§ Document excerpt:
_ _ _ _
Rainy days and Mondays always got the Carpenters down, but here at Reverb, we think Monday is pretty cool because it’s the day when we get to give away great music made right here in Colorado. It’s Steal This Track day. This week, we’ve got a funky electro jam from Juno What?!, lush space pop from the Morning Clouds and gutter folk from Slakjaw. Let the thievery begin!
If you’ve been paying attention to Colorado music over the past decade or so, the name Dave Watts is probably familiar. Most notably, he has manned the kit and helmed the ship for the Motet, a jazzy, jammy ensemble with six albums and an international following to its credit.
About three years ago, Watts and his Motet comrade Joey Porter started a funky, synth-driven party band called Juno What?! Early on, they were joined by Big Gigantic‘s Dominic Lalli, but now the ensemble is rounded out most of the time by Steve Watkins. The resulting dance party — the disco fever child of Chromeo and Steve Kimock — is captured expertly on the band’s 2011 second album, “Shameless,” which certainly lives up to its name.
With irresistible bass lines, tight-as-a-turtleneck beats and talk-box vocals, the album surely and shamelessly panders to the pelvis, almost daring you not to dance. And though, at its heart, “Shameless” is a dance record, Watts, Porter and Watkins still allow a little room for jazz improvisation and spontaneity, without rambling off into jam territory. Steal the title track and you’ll see what I mean. You can then download the whole album from the band’s website.
Josh Wambeke might not be a familiar name, but he’s been a fixture in the Colorado music scene for more than a decade. In the late ’90s, he teamed up with Patrick Porter in the psychedelic rock duo Phineas Gage. Later, he took that sound in a My Bloody Valentine-inspired direction with Fell. Lately, he’s been most visible as a member of Jim McTurnan and the Kids That Killed the Man.
_ _ _ _
§ Raw records:
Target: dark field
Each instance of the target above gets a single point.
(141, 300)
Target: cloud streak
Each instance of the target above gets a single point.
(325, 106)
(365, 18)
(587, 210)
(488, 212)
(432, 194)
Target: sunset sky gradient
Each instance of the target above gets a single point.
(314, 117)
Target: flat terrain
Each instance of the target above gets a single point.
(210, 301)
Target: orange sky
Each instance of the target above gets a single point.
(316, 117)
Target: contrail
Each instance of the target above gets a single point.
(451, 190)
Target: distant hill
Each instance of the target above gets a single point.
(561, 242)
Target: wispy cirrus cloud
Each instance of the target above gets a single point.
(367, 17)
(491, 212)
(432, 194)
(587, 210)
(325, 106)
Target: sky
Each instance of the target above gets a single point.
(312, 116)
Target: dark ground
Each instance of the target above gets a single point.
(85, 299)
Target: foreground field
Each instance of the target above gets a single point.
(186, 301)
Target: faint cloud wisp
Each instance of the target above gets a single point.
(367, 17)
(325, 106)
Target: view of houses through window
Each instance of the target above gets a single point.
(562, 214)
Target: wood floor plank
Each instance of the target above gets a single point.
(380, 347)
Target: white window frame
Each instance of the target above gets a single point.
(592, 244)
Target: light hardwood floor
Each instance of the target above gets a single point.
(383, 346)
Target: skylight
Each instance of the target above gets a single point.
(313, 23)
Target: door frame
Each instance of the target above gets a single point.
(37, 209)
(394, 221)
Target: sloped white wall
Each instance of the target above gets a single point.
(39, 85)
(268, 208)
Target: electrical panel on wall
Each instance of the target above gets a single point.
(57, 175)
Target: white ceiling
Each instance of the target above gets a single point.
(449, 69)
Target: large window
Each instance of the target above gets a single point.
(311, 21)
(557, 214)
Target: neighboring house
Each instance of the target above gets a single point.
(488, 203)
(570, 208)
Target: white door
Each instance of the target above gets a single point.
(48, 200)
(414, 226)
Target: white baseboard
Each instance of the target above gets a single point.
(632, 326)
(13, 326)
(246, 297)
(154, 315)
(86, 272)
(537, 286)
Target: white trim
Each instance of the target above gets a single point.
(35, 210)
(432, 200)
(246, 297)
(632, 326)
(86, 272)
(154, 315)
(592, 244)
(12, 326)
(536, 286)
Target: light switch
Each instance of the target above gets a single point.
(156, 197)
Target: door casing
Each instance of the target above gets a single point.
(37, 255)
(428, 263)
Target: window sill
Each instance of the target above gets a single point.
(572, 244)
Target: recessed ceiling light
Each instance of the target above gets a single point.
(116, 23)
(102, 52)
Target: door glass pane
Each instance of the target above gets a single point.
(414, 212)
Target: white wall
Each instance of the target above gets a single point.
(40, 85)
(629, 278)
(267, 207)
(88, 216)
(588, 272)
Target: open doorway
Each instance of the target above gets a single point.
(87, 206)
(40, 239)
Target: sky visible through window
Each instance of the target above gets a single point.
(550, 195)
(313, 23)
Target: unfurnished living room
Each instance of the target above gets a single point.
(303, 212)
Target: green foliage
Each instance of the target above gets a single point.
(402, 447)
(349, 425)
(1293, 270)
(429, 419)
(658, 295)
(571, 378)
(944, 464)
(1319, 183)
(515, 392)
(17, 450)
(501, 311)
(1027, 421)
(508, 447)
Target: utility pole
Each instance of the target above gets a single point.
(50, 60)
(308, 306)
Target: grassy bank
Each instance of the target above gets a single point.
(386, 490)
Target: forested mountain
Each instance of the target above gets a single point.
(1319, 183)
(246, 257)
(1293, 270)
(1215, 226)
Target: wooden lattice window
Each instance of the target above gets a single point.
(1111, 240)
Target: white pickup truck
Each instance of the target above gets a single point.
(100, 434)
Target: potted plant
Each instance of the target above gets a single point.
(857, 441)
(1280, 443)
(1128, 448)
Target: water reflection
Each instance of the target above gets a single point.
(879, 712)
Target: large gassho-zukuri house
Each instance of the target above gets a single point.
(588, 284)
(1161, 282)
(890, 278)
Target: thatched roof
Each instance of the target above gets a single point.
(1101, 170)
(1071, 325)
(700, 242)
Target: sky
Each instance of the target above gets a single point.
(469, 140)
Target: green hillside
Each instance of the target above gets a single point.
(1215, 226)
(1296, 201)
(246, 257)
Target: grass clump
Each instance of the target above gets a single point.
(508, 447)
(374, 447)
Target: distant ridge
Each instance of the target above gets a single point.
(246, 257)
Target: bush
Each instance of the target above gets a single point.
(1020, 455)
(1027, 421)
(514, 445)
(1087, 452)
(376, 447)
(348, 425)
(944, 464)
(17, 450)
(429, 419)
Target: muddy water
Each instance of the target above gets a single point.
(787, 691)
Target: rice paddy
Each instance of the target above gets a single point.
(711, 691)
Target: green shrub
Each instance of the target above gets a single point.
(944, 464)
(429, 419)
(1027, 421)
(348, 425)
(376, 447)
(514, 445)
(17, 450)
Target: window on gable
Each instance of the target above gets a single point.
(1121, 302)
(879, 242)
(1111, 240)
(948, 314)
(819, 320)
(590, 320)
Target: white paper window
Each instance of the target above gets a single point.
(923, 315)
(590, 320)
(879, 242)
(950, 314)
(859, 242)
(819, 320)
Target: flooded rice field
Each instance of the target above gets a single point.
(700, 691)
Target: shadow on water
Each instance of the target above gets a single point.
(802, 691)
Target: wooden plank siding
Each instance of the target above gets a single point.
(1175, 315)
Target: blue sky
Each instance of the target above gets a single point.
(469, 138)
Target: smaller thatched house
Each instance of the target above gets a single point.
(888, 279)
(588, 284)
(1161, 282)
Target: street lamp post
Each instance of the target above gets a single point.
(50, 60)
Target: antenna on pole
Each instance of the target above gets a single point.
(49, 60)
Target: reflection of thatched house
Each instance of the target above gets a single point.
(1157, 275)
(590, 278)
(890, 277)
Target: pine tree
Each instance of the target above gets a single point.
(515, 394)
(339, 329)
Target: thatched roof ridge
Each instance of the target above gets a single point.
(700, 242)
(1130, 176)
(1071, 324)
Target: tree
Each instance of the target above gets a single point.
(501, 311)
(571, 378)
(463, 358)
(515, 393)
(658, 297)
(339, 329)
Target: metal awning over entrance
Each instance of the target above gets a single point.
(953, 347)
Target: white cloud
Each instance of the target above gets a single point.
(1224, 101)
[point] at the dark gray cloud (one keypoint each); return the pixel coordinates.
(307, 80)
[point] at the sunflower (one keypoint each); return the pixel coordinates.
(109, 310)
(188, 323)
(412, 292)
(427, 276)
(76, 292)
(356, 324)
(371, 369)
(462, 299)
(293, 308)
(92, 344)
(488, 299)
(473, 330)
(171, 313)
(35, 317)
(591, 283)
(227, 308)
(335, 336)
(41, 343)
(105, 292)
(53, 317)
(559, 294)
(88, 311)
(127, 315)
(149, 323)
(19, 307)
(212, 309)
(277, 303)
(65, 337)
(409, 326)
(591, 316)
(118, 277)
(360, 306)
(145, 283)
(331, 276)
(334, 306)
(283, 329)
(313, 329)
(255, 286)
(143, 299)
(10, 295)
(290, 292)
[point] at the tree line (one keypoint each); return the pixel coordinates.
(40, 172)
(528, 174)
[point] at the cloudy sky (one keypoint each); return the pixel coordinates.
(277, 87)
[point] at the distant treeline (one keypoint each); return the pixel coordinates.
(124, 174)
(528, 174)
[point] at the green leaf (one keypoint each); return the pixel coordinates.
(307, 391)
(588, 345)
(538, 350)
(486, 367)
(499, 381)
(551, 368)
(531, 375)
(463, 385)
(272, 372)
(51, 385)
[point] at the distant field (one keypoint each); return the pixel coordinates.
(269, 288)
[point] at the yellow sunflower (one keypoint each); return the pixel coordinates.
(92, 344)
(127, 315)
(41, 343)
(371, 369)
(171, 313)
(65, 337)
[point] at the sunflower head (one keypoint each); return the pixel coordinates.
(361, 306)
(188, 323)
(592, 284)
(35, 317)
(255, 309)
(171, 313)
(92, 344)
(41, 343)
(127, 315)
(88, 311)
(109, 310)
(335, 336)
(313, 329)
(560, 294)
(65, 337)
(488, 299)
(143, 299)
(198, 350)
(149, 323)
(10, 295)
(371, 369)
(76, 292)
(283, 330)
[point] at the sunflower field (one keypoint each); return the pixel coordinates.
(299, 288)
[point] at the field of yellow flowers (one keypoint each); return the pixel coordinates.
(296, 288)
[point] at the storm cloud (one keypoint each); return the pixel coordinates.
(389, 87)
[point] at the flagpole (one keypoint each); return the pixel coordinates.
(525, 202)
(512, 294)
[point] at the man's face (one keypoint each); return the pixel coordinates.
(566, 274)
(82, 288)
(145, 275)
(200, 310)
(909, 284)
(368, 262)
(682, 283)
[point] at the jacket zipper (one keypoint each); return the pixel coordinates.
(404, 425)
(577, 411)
_ _ _ _
§ Do this: From the Colorado music post, reproduce word for word the passage that opens with the words containing "With irresistible bass" and closes with "the band’s website.".

§ Solution to this problem:
With irresistible bass lines, tight-as-a-turtleneck beats and talk-box vocals, the album surely and shamelessly panders to the pelvis, almost daring you not to dance. And though, at its heart, “Shameless” is a dance record, Watts, Porter and Watkins still allow a little room for jazz improvisation and spontaneity, without rambling off into jam territory. Steal the title track and you’ll see what I mean. You can then download the whole album from the band’s website.